• **EXCERPTED TEXT**:
+++

Case ID: f-supp_452/html/1381-01.html
Source: Caselaw Access Project
Author: {"author": "MATSCH, Judge.", "license": "Public Domain", "url": "https://static.case.law/"}
Date Created: 2024-08-24T03:29:51.129683

FRITO-LAY, INC., Plaintiff, v. RETAIL CLERKS UNION LOCAL NO. 7, Chartered by the Retail Clerks International Association, Defendant.
    Civ. A. No. 77 M 511.
    United States District Court, D. Colorado.
    July 5, 1978.
    
      Charles J. Kail and Stuart N. Bennett, Holme, Roberts & Owen, Denver, Colo., Duane C. Aldrich, Kilpatrick, Cody, Rogers McClatchey & Regenstein, Atlanta, Ga., attys., for plaintiff.
    Walter C. Brauer, III and Thomas B. Buescher, Brauer & Simons, Denver, Colo., attys., for defendant.
   MEMORANDUM OPINION AND ORDER

MATSCH, Judge.

From the pleadings, the affidavits submitted in support of the defendant’s motion for summary judgment and of the plaintiff’s motion for partial summary judgment, the respective briefs and the statements of counsel at the hearing held on April 7, 1978, it is apparent that there is no genuine dispute as to the material facts necessary for a final disposition of this case under Rule 56 of the Federal Rules of Civil Procedure.

Frito-Lay, Inc. (“Frito-Lay”) manufactures and sells snack food products throughout the United States. It maintains distribution and sales facilities in metropolitan Denver, Colorado, from which it services retail outlets in that area through the services of non-union employees.

+++

• **WHAT YOU ARE ASKED TO DO**:
Update the court opinion's passage starting with "Civ. A. No." and going on through "of Civil Procedure.", swapping in "declarations" wherever "affidavits" appears.

• **AVAILABLE DATA**:
+++

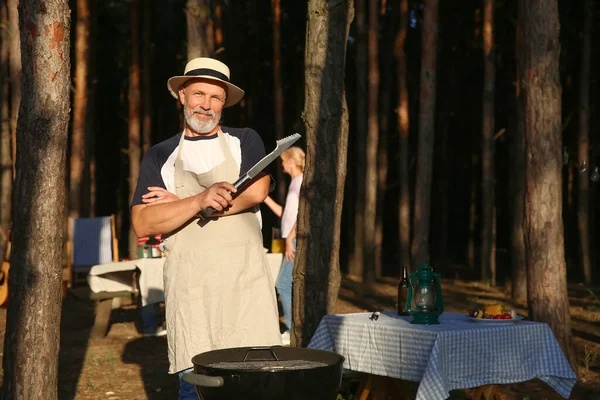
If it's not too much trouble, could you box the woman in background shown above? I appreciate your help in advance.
[264,146,305,345]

+++

• **FULL RESPONSE**:
Civ. A. No. 77 M 511.
    United States District Court, D. Colorado.
    July 5, 1978.
    
      Charles J. Kail and Stuart N. Bennett, Holme, Roberts & Owen, Denver, Colo., Duane C. Aldrich, Kilpatrick, Cody, Rogers McClatchey & Regenstein, Atlanta, Ga., attys., for plaintiff.
    Walter C. Brauer, III and Thomas B. Buescher, Brauer & Simons, Denver, Colo., attys., for defendant.
   MEMORANDUM OPINION AND ORDER

MATSCH, Judge.

From the pleadings, the declarations submitted in support of the defendant’s motion for summary judgment and of the plaintiff’s motion for partial summary judgment, the respective briefs and the statements of counsel at the hearing held on April 7, 1978, it is apparent that there is no genuine dispute as to the material facts necessary for a final disposition of this case under Rule 56 of the Federal Rules of Civil Procedure.